Find each line in the material below that contains "black", and copy those lines out.

───── Dataset records ─────

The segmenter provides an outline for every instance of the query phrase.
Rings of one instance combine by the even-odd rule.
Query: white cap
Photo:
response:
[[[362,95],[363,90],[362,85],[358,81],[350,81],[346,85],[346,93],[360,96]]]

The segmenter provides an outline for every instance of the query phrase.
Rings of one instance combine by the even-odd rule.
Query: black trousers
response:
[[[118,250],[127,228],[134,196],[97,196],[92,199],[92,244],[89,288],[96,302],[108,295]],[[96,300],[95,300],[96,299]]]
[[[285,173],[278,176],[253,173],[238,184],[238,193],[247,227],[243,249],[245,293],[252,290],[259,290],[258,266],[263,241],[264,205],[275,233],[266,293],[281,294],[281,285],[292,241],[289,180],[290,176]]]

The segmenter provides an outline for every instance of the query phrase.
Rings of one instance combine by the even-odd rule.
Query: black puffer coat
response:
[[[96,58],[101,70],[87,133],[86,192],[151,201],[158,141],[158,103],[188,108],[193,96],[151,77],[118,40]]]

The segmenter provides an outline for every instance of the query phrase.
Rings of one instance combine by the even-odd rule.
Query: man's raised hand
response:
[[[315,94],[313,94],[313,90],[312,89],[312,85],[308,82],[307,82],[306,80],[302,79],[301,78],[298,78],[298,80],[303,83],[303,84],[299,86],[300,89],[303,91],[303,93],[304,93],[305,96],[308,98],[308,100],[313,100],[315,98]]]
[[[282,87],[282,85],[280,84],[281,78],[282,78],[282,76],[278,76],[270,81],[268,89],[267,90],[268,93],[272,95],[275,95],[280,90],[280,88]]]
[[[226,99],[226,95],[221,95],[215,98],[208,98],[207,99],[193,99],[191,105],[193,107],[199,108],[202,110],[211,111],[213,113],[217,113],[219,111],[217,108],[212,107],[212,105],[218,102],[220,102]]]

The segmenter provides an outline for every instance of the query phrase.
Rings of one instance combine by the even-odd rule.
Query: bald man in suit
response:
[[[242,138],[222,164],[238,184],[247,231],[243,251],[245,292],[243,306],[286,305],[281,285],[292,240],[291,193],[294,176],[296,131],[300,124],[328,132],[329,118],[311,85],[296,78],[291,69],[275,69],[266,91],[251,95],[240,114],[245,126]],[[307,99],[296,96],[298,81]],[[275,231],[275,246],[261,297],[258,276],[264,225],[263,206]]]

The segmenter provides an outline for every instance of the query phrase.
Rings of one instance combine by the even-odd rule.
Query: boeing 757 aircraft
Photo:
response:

─────

__Response to this exercise__.
Query: black trousers
Query: black puffer coat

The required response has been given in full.